§ **Material supplied**:
★ ★ ★
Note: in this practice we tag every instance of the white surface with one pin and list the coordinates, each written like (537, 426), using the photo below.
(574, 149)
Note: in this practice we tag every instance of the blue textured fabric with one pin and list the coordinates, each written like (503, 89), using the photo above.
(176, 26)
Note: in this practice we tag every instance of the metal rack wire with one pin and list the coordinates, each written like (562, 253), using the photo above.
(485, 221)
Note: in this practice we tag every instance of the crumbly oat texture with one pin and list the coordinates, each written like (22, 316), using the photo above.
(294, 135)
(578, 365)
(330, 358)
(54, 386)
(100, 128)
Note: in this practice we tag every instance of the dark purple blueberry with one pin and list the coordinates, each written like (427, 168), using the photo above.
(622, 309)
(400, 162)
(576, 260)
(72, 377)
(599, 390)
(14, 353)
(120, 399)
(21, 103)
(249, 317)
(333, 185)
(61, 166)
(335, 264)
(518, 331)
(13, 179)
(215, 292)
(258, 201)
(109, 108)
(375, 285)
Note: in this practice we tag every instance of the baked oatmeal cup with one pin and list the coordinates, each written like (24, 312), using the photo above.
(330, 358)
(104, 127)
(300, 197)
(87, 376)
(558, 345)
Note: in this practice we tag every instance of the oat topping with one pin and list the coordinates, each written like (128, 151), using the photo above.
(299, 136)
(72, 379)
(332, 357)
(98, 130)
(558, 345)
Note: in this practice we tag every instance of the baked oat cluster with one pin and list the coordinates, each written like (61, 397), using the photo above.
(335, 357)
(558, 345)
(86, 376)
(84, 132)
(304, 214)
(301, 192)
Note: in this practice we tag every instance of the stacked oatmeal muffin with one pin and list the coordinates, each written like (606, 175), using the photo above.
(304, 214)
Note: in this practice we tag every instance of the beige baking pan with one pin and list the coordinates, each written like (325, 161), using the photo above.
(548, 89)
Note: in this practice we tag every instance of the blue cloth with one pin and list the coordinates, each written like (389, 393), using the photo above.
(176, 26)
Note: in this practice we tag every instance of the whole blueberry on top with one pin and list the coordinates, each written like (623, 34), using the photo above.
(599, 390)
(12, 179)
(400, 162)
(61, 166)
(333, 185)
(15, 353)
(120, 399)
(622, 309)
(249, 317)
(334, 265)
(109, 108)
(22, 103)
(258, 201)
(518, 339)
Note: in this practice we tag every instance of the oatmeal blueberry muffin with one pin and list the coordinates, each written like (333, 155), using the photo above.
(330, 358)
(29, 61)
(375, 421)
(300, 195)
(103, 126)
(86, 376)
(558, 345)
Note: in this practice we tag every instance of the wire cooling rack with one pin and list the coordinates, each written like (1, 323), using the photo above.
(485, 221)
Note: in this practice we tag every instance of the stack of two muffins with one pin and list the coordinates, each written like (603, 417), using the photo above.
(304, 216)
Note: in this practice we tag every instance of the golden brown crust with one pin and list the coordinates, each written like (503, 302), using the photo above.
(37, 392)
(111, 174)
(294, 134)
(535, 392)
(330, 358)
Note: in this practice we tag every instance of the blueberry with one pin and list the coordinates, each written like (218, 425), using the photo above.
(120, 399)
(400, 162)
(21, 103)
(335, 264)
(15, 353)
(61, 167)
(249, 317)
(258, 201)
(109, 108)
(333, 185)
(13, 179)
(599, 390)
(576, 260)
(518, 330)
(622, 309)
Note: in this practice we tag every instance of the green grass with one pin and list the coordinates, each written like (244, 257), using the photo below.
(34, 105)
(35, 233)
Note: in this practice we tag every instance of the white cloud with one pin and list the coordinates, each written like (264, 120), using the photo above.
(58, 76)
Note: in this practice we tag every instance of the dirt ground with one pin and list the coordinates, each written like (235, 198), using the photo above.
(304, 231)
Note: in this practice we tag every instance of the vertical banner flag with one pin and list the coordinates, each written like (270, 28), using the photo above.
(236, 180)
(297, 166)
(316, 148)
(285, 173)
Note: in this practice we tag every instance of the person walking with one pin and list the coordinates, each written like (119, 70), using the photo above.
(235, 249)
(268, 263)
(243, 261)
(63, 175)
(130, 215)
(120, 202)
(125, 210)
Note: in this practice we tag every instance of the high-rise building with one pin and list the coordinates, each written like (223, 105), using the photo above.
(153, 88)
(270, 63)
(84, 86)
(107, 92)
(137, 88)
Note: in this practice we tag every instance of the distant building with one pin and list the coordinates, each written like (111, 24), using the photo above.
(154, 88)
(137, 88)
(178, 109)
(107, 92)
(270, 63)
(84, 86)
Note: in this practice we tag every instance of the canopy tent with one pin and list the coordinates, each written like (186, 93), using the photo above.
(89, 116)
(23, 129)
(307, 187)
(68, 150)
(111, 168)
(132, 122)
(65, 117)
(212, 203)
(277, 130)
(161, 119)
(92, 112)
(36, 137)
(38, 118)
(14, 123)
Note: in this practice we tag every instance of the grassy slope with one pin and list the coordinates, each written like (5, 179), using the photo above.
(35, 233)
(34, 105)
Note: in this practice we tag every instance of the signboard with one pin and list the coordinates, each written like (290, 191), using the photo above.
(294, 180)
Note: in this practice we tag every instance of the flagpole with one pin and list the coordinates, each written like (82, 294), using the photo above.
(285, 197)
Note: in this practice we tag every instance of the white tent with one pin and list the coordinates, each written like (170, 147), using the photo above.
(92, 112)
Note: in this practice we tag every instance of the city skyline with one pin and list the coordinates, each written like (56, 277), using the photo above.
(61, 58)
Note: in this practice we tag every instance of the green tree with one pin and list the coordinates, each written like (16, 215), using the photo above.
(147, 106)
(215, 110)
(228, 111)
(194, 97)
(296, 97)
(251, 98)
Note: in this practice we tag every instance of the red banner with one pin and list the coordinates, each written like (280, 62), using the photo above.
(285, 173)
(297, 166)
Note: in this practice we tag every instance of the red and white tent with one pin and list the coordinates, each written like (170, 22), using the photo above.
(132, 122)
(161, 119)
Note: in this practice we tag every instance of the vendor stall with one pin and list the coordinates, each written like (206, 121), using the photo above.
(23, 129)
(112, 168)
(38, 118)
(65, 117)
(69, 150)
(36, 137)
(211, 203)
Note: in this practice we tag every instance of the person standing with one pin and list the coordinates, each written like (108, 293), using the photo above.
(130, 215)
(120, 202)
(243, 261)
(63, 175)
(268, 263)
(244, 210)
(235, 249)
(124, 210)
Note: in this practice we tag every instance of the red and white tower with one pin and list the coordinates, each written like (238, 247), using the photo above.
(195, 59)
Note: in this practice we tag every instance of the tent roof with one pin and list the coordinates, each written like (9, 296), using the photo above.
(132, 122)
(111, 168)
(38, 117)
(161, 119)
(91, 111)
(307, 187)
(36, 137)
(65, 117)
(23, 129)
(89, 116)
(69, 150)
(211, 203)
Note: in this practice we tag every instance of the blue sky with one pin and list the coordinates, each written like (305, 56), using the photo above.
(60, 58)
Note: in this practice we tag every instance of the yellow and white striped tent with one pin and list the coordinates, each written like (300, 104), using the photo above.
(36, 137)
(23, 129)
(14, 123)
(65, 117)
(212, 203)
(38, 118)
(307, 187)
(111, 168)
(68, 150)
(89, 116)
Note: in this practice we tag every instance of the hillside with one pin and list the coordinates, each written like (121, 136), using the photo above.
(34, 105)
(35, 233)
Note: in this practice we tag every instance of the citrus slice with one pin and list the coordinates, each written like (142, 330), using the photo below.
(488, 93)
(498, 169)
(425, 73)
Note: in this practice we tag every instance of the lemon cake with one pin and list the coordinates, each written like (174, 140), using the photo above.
★ ★ ★
§ **Exercise**: From the records above, extract everything verbatim.

§ **Solution to this exercise**:
Note: in this practice we tag every instance of the white surface with one pin and list the coordinates, each written like (537, 426), using the photo below.
(574, 149)
Note: in this practice we tag every instance of the blue textured fabric with one pin and list the coordinates, each written like (503, 89), using the photo above.
(176, 26)
Note: in this practice we tag every instance of the metal rack wire with one pin and list the coordinates, each written like (562, 253), using the photo above.
(485, 221)
Note: in this practice we tag every instance of the crumbly oat texture with one pin and list the coordinates, each written like (22, 316), using the photo above.
(294, 135)
(578, 365)
(330, 358)
(54, 386)
(100, 128)
Note: in this practice we tag every instance of the dark purple blueberry with one pin and list the coordinates, each written like (427, 168), using the photo above.
(622, 309)
(400, 162)
(576, 260)
(72, 377)
(599, 390)
(14, 353)
(120, 399)
(21, 103)
(249, 317)
(333, 185)
(61, 166)
(335, 264)
(518, 331)
(13, 179)
(215, 292)
(258, 201)
(109, 108)
(375, 285)
Note: in this practice we tag every instance of the baked oatmeal cup with one pin and list the coordinates, each written like (24, 312), using the photo above.
(330, 358)
(104, 127)
(300, 197)
(87, 376)
(558, 345)
Note: in this practice we tag every instance of the oat topping with one pin and list the coordinates, each written like (128, 151), using the photo above.
(299, 136)
(72, 379)
(332, 357)
(98, 130)
(558, 345)
Note: in this practice we tag every instance of the baked oat cluster with one pin and list the coordinates, each written like (61, 397), using the photo above.
(335, 357)
(558, 345)
(86, 376)
(84, 132)
(304, 214)
(301, 192)
Note: in this practice we tag every instance of the stacked oatmeal muffin with one pin and list the coordinates, each written like (606, 175), using the photo above.
(304, 214)
Note: in this practice we tag every instance of the beige baking pan with one pin and list the coordinates, each written like (325, 161), using the photo above.
(548, 89)
Note: in this practice we tag every instance of the blue cloth with one pin and list the coordinates, each written like (389, 393), using the photo above.
(176, 26)
Note: in this practice we tag every instance of the whole blueberry on top with one pin and list the coordinates, each written like (623, 34), using the photo above.
(599, 390)
(12, 179)
(400, 162)
(61, 166)
(333, 185)
(15, 353)
(120, 399)
(622, 309)
(249, 317)
(334, 265)
(109, 108)
(22, 103)
(258, 201)
(518, 339)
Note: in this practice we tag every instance of the oatmeal blueberry muffin with one pin and list the coordinates, each written like (333, 155), using the photo above.
(330, 358)
(29, 61)
(375, 421)
(300, 195)
(103, 126)
(86, 376)
(558, 345)
Note: in this practice we tag every instance of the wire cooling rack with one pin and list the coordinates, each written like (1, 323), using the photo above.
(485, 221)
Note: in this practice we tag every instance of the stack of two muffins with one pin and list the coordinates, each written like (603, 417), using the photo above.
(304, 216)
Note: in this practice we tag every instance of the golden brown crust with one pin and list the coordinates, each written like (503, 302), using the photo above.
(37, 392)
(111, 174)
(294, 134)
(535, 392)
(330, 358)
Note: in this practice we tag every instance of the blueberry with one pin and list the coordinates, each written like (218, 425), using the photo above.
(120, 399)
(400, 162)
(21, 103)
(335, 264)
(15, 353)
(61, 167)
(249, 317)
(258, 201)
(109, 108)
(333, 185)
(13, 179)
(599, 390)
(576, 260)
(518, 330)
(622, 309)
Note: in this practice we tag every instance of the green grass with one pin and list the coordinates, each written like (244, 257), using the photo below.
(34, 105)
(35, 233)
Note: in this practice we tag every instance of the white cloud with one pin and list the coordinates, each written like (264, 120), using the photo above.
(58, 76)
Note: in this practice we tag every instance of the dirt ground with one pin and list the coordinates, each written like (235, 198), using the photo above.
(304, 231)
Note: in this practice we tag every instance of the vertical banner flag with one pin and list the coordinates, each written like (270, 28), using the photo above.
(236, 180)
(297, 166)
(316, 148)
(285, 173)
Note: in this practice we tag every instance of the person walking with one pin and list the coordinates, each written like (119, 70), using the photo above.
(235, 249)
(268, 263)
(243, 261)
(63, 175)
(130, 215)
(120, 202)
(125, 210)
Note: in this practice we tag every instance of the high-rise building with one pin and list the coordinates, each written like (223, 105), using the photo above.
(153, 88)
(270, 63)
(84, 86)
(107, 92)
(137, 88)
Note: in this practice we tag every instance of the distant building with one pin and list the coordinates, each written like (111, 24), using the photo above.
(154, 88)
(137, 88)
(178, 109)
(107, 92)
(270, 63)
(84, 86)
Note: in this practice we tag every instance of the canopy tent with one pin and list the coordinates, each written like (186, 93), using the photo above.
(89, 116)
(23, 129)
(307, 187)
(68, 150)
(111, 168)
(132, 122)
(65, 117)
(212, 203)
(277, 130)
(161, 119)
(92, 112)
(36, 137)
(38, 118)
(14, 123)
Note: in this practice we tag every instance of the grassy slope with one pin and list the coordinates, each written like (5, 179), using the photo above.
(35, 233)
(34, 105)
Note: in this practice we tag every instance of the signboard with one pin and list the coordinates, each written like (290, 191), using the photo above.
(294, 180)
Note: in this practice we tag every instance of the flagpole with one pin and list the coordinates, each written like (82, 294), using the photo above.
(285, 197)
Note: in this practice we tag every instance of the white tent with one pin and list the coordinates, each written like (170, 147), using the photo above.
(92, 112)
Note: in this practice we tag every instance of the city skyline with one pin and list the coordinates, each written like (56, 277), using the photo above.
(61, 58)
Note: in this practice we tag every instance of the green tree with one pin and list the coordinates, each written like (16, 215), using the photo above.
(147, 106)
(215, 110)
(228, 111)
(194, 97)
(296, 97)
(251, 98)
Note: in this practice we tag every instance of the red banner with one pin and list the coordinates, each written like (280, 62), using the photo above.
(285, 173)
(297, 166)
Note: in this practice we tag every instance of the red and white tent with one pin and list the coordinates, each written like (170, 22), using the photo above.
(132, 122)
(161, 119)
Note: in this practice we tag every instance of the vendor stall with one pin and list the coordinates, each written like (206, 121), using the photo above.
(23, 129)
(112, 168)
(38, 118)
(65, 117)
(69, 150)
(36, 137)
(211, 203)
Note: in this practice we tag every instance of the person standing with one pin and list the coordinates, each written like (108, 293), using the photo above.
(130, 215)
(120, 202)
(243, 261)
(63, 175)
(268, 263)
(244, 210)
(235, 249)
(124, 210)
Note: in this practice we tag every instance of the red and white tower with one pin and list the coordinates, each written like (238, 247), using the photo above.
(195, 59)
Note: in this practice we tag every instance of the tent roof with one pin and list the coordinates, each written like (9, 296), using the photo above.
(132, 122)
(111, 168)
(38, 117)
(161, 119)
(91, 111)
(307, 187)
(36, 137)
(65, 117)
(23, 129)
(89, 116)
(69, 150)
(211, 203)
Note: in this practice we tag every instance of the blue sky with one pin and list the coordinates, each written like (305, 56), using the photo above.
(60, 58)
Note: in this practice we tag every instance of the yellow and white striped tent with one pin and list the coordinates, each written like (300, 104), using the photo above.
(36, 137)
(23, 129)
(14, 123)
(65, 117)
(212, 203)
(38, 118)
(307, 187)
(111, 168)
(68, 150)
(89, 116)
Note: in this practice we tag every instance of the hillside with one pin and list the coordinates, each written like (121, 136), using the photo above.
(34, 105)
(35, 233)
Note: in this practice we tag every instance of the citrus slice with one pin and list the coordinates, each written like (142, 330), using the photo below.
(488, 93)
(498, 169)
(425, 73)
Note: in this practice we tag every instance of the lemon cake with one pin and list the coordinates, each written like (174, 140), using the photo above.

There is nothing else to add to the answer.